Would you please retype the records that follow, word for word?

***

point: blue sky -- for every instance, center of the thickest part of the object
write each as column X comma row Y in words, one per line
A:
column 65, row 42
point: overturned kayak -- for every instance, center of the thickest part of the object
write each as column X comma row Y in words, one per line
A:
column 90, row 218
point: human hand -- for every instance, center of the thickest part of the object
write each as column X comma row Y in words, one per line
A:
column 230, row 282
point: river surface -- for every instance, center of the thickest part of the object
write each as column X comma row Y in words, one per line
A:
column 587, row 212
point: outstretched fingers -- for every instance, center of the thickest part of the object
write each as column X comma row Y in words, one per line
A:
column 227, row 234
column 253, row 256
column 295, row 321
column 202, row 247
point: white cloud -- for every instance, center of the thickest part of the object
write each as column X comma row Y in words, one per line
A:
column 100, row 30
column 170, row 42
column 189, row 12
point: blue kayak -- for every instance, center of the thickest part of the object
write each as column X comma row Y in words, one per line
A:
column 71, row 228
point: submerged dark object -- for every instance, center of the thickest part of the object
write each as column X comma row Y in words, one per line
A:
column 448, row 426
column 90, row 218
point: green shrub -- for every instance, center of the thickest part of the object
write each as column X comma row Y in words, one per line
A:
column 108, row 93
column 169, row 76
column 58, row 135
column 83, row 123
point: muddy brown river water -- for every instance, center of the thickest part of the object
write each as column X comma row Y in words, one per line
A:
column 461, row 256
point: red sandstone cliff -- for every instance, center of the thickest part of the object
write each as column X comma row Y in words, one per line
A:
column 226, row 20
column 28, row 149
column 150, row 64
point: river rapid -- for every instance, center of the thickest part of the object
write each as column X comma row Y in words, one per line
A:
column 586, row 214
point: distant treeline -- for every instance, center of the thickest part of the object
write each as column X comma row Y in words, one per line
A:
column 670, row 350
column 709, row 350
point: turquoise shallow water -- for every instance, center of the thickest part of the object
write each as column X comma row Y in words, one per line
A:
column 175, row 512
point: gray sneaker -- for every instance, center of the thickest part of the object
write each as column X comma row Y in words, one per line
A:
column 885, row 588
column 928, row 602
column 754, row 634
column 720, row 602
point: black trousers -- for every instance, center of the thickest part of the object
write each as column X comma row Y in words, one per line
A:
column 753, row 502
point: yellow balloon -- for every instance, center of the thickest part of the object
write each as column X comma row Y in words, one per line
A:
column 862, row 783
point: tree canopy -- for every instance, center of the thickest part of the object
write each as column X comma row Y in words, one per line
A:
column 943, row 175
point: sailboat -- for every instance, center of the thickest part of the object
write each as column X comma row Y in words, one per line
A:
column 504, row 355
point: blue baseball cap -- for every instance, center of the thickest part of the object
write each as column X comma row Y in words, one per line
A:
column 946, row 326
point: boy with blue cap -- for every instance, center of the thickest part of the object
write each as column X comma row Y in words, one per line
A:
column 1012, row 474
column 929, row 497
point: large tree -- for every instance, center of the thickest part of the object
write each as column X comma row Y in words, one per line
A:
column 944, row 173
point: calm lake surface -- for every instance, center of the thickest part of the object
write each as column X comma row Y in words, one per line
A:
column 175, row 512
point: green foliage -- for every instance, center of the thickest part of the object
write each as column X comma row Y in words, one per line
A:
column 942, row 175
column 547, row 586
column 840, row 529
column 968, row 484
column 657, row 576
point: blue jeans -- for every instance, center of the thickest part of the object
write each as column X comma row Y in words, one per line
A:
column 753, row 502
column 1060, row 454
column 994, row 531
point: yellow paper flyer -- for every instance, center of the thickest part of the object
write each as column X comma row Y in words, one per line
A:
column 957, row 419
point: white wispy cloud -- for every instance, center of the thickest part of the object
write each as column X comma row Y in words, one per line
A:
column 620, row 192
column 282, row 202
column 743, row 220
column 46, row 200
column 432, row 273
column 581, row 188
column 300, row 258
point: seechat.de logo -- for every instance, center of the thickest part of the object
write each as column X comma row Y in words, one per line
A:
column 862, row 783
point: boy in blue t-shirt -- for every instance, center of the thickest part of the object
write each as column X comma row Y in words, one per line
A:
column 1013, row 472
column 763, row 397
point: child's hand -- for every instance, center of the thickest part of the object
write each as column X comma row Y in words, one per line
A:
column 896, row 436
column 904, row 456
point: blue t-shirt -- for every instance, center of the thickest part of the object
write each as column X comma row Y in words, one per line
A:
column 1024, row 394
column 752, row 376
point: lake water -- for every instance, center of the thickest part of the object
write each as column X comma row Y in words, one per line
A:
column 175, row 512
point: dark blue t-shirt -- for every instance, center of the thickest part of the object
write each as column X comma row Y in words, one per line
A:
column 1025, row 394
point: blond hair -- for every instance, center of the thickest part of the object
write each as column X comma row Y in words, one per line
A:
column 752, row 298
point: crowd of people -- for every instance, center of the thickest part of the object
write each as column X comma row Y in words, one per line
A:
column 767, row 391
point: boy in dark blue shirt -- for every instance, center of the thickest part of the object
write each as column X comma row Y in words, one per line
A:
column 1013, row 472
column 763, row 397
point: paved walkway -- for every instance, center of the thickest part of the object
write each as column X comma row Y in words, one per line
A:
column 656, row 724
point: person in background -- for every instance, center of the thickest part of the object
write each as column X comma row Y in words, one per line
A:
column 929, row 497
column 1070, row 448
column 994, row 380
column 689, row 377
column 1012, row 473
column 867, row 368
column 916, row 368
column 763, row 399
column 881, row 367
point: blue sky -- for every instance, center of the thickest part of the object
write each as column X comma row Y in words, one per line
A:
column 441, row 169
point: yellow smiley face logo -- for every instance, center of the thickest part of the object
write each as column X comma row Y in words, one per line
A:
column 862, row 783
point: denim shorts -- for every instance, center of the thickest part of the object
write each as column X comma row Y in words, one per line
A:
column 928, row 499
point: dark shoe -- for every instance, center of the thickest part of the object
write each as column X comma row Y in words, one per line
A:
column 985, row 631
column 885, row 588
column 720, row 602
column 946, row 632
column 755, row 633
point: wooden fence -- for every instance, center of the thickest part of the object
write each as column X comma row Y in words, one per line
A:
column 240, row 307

***

## Task response:
point: blue sky -- for every instance, center of the thickest part of the object
write each as column X comma row Y in words, one per line
A:
column 65, row 42
point: overturned kayak -- for every instance, center of the thickest part of the object
write each as column X comma row Y in words, one per line
A:
column 90, row 218
point: human hand -- for every instance, center of the thickest part of the object
write each as column X comma row Y in words, one per line
A:
column 230, row 282
point: river surface -- for every instance, center of the thickest part of the object
write each as column X comma row Y in words, one per line
A:
column 587, row 212
point: outstretched fingers -- for every instance, center of the thickest part of the object
write each as column X comma row Y in words, one per line
A:
column 227, row 234
column 253, row 256
column 295, row 321
column 202, row 247
point: white cloud -- for every instance, center of the thickest part of the object
write each as column X comma row Y in words, one per line
A:
column 100, row 30
column 170, row 42
column 189, row 12
point: blue kayak -- for every instance, center of the thickest part of the object
write each as column X comma row Y in words, one per line
A:
column 71, row 228
point: submerged dark object -- for every instance, center of the thickest part of the object
write each as column X comma row Y in words, one per line
A:
column 448, row 426
column 90, row 218
point: green shrub -- for every instance, center of the thickest part of the object
write each as column X comma row Y in words, one per line
A:
column 108, row 93
column 169, row 76
column 58, row 135
column 83, row 123
point: muddy brown river water -- for every instance, center of the thickest part of the object
write each as column X comma row Y in words, one per line
A:
column 461, row 256
point: red sandstone cliff -- for every instance, center of the thickest part of the object
write each as column X comma row Y in words, one per line
A:
column 226, row 20
column 28, row 149
column 150, row 64
point: river rapid -- for every instance, center of the thickest part of the object
write each as column X comma row Y in words, one per line
A:
column 586, row 214
point: distant treeline -- for every instance, center of the thickest part of the object
write each as column X comma row Y in words, one per line
A:
column 670, row 350
column 709, row 350
point: turquoise shallow water -- for every instance, center of the thickest part of the object
write each as column X comma row Y in words, one per line
A:
column 175, row 512
point: gray sneaker -- for every instance, center of the thickest part of the object
write each as column X comma row Y in words, one per line
A:
column 885, row 588
column 928, row 602
column 754, row 634
column 720, row 602
point: black trousers -- for every instance, center of the thickest part of the object
write each as column X comma row Y in words, one per line
A:
column 753, row 502
point: yellow balloon -- for every instance, center of the thickest part of the object
write each as column X comma row Y in words, one per line
A:
column 862, row 783
point: tree canopy -- for every instance, center of the thickest part of the object
write each as column X comma row Y in words, one per line
A:
column 943, row 175
point: sailboat -- for every instance, center of the thickest part of the object
write each as column X comma row Y in words, one per line
A:
column 504, row 355
point: blue baseball cap -- for every instance, center of the thickest part of the object
write each as column X comma row Y in words, one per line
A:
column 946, row 326
point: boy with blue cap -- for every instance, center of the thickest part of the object
write each as column X comma row Y in words, one per line
A:
column 1012, row 474
column 929, row 497
point: large tree -- for every instance, center of the thickest part of the object
write each as column X comma row Y in words, one per line
A:
column 944, row 173
point: calm lake surface -- for every instance, center of the thickest part of the object
write each as column X comma row Y in words, one per line
A:
column 175, row 512
point: green foliage -- for every instance, center of the thickest part of the object
write each as column X comma row Y in words, one per line
A:
column 942, row 175
column 547, row 586
column 840, row 529
column 968, row 484
column 657, row 576
point: blue jeans -- for every instance, center of the thickest part of the object
write each as column X comma row Y in words, one per line
A:
column 753, row 502
column 1060, row 454
column 994, row 531
point: yellow paper flyer -- for every instance, center of the thickest part of the object
write each as column X comma row Y in words, one per line
A:
column 957, row 419
point: white wispy cloud -- for every instance, center of the thickest part of the object
write each as column X comma row Y in words, one per line
A:
column 620, row 192
column 282, row 202
column 743, row 220
column 46, row 200
column 432, row 273
column 581, row 188
column 300, row 258
point: seechat.de logo -- for every instance, center of the thickest part of the object
write each as column X comma row Y in words, one per line
A:
column 862, row 783
point: boy in blue t-shirt -- for every instance, center of the thickest part of the object
write each as column X comma row Y in words, one per line
A:
column 1013, row 472
column 763, row 397
point: child's hand -- for every instance, center of the thickest part of the object
write each as column X comma row Y in words, one per line
A:
column 896, row 436
column 904, row 456
point: blue t-shirt -- for every instance, center of the thickest part of the object
write each as column X comma row Y in words, one per line
A:
column 1024, row 394
column 752, row 376
point: lake water -- for every instance, center of the thickest part of the object
write each as column X comma row Y in words, one per line
A:
column 175, row 512
point: dark blue t-shirt -- for every instance, center of the thickest part of the object
write each as column X comma row Y in words, one per line
A:
column 1025, row 394
point: blond hair -- for every instance, center of the thickest part of the object
write each as column X comma row Y in words, one per line
A:
column 752, row 298
point: crowd of people -- for every instance, center of the thickest part of the object
write each as column X comma row Y in words, one per line
A:
column 767, row 391
point: boy in dark blue shirt -- for every instance, center of the thickest part of the object
write each as column X comma row Y in words, one per line
A:
column 1013, row 472
column 763, row 397
point: paved walkway -- for every instance, center of the thickest part of the object
write each as column X comma row Y in words, one per line
A:
column 656, row 724
point: person in background -- for every instance, center of the thickest part of the object
write each as column X comma row Y in words, one per line
A:
column 929, row 497
column 1070, row 448
column 994, row 380
column 689, row 377
column 1012, row 473
column 867, row 368
column 916, row 368
column 763, row 399
column 881, row 367
point: blue sky -- for every instance, center of the thickest part of the object
write each as column X comma row Y in words, one per line
A:
column 441, row 169
point: yellow smiley face logo -- for every instance, center of the thickest part of the object
write each as column X comma row Y in words, one per line
A:
column 862, row 783
point: denim shorts -- for every instance, center of the thickest part of the object
write each as column X comma row Y in words, one per line
A:
column 928, row 499
point: dark shoe -- for every instance, center of the thickest part of the object
write each as column X comma row Y in words, one per line
A:
column 985, row 631
column 885, row 588
column 720, row 602
column 946, row 632
column 755, row 633
point: wooden fence -- for every instance, center of the thickest part of the object
write each as column X comma row Y in words, one per line
A:
column 240, row 307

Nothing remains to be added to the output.